Bonded request submission is designed to allow requests to execute in
parallel as laid out by the user. If the master request is already
finished before its bonded pair is submitted, the pair were not destined
to run in parallel and we lose the information about the master engine
to dictate selection of the secondary. If the second request was
required to be run on a particular engine in a virtual set, that should
have been specified, rather than left to the whims of a random
unconnected requests!
In the selftest, I made the mistake of not ensuring the master would
overlap with its bonded pairs, meaning that it could indeed complete
before we submitted the bonds. Those bonds were then free to select any
available engine in their virtual set, and not the one expected by the
test.
Signed-off-by: Chris Wilson <chris@xxxxxxxxxxxxxxxxxx>
Cc: Tvrtko Ursulin <tvrtko.ursulin@xxxxxxxxx>
---
drivers/gpu/drm/i915/gt/selftest_lrc.c | 62 ++++++++++++++++++++++++--
1 file changed, 59 insertions(+), 3 deletions(-)

[Data records]
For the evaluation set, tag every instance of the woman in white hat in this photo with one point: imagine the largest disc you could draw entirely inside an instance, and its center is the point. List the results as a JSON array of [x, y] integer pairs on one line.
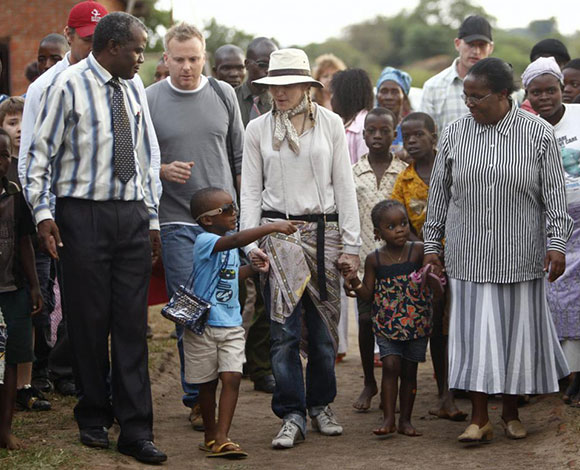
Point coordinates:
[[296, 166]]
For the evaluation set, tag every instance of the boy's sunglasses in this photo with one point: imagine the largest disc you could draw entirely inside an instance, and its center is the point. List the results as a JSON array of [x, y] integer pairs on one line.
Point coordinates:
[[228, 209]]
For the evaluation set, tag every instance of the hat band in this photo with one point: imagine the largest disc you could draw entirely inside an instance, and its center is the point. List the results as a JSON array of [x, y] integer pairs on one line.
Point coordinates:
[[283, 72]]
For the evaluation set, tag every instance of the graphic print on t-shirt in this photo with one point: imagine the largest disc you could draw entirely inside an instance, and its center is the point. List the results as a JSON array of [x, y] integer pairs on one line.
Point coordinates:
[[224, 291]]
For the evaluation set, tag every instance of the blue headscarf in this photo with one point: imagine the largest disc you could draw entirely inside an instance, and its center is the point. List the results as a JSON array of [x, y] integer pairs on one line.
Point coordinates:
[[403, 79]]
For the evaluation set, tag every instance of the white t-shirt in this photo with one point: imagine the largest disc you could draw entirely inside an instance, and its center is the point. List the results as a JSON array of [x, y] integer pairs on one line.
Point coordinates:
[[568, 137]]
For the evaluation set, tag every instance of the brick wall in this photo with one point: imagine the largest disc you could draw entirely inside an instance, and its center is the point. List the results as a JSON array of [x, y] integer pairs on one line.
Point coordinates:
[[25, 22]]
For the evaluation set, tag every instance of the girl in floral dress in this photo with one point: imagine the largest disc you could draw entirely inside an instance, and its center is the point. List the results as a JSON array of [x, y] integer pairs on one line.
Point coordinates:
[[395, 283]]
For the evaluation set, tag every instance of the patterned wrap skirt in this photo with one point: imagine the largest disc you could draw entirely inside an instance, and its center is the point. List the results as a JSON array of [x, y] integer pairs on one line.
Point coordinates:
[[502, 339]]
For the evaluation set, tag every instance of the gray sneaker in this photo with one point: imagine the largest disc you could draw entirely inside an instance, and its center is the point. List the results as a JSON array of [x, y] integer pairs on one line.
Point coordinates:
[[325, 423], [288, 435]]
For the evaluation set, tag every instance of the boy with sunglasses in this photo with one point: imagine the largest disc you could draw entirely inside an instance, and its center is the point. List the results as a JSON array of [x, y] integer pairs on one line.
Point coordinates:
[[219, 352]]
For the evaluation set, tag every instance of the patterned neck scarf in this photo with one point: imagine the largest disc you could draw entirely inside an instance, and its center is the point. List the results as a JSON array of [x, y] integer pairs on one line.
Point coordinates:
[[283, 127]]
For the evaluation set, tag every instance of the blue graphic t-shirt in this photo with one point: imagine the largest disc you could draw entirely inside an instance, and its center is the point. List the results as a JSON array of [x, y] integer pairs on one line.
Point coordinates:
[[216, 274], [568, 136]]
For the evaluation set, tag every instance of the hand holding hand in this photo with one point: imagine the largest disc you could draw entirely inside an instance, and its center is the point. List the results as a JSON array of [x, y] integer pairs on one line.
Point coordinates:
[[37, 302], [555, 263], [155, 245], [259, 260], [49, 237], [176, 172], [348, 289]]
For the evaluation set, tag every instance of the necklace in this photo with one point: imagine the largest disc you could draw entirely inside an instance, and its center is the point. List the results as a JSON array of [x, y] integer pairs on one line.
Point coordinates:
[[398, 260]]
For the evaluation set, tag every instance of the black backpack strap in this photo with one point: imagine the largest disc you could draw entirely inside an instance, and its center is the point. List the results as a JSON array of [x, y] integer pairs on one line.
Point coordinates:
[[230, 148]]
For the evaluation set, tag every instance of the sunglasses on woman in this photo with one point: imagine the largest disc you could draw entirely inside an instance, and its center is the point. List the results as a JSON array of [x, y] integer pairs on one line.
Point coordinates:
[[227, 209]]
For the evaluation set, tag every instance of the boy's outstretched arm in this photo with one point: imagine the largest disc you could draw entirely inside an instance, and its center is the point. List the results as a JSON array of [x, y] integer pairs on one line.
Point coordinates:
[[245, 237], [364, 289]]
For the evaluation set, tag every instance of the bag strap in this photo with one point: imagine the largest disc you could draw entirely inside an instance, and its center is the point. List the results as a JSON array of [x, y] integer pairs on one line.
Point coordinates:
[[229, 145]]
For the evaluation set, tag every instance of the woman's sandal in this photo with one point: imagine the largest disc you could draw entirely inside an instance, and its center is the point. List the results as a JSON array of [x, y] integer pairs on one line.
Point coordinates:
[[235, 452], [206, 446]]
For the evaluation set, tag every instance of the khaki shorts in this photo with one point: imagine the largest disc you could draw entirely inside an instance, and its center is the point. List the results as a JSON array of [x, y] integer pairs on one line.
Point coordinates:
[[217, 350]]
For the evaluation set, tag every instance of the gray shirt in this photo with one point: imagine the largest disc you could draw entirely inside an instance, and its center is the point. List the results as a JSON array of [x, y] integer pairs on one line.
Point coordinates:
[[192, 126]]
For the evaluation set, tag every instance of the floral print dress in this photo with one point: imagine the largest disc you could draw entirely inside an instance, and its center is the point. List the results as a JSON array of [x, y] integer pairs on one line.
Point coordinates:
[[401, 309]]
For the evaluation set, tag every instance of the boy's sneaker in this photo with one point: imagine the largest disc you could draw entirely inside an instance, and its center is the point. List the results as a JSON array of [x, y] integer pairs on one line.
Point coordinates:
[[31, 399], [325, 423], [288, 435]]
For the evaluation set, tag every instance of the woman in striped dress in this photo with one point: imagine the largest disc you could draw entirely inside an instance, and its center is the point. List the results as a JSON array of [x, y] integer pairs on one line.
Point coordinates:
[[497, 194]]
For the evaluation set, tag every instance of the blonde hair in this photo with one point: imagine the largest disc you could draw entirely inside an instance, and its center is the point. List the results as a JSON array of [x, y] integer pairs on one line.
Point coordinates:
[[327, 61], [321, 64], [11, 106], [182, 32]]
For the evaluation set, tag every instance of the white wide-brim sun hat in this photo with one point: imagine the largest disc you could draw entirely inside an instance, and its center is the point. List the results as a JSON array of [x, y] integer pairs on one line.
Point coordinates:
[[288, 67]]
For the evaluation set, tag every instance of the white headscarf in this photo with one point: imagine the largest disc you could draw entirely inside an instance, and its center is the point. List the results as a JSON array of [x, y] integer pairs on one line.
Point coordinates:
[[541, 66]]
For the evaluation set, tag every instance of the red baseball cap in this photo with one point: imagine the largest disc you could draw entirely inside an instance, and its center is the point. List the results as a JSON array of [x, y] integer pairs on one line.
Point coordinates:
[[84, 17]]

• [Written request] According to the patch description, what mistake was made in the selftest?

• [Complete answer] It did not ensure that the master would overlap with its bonded pairs.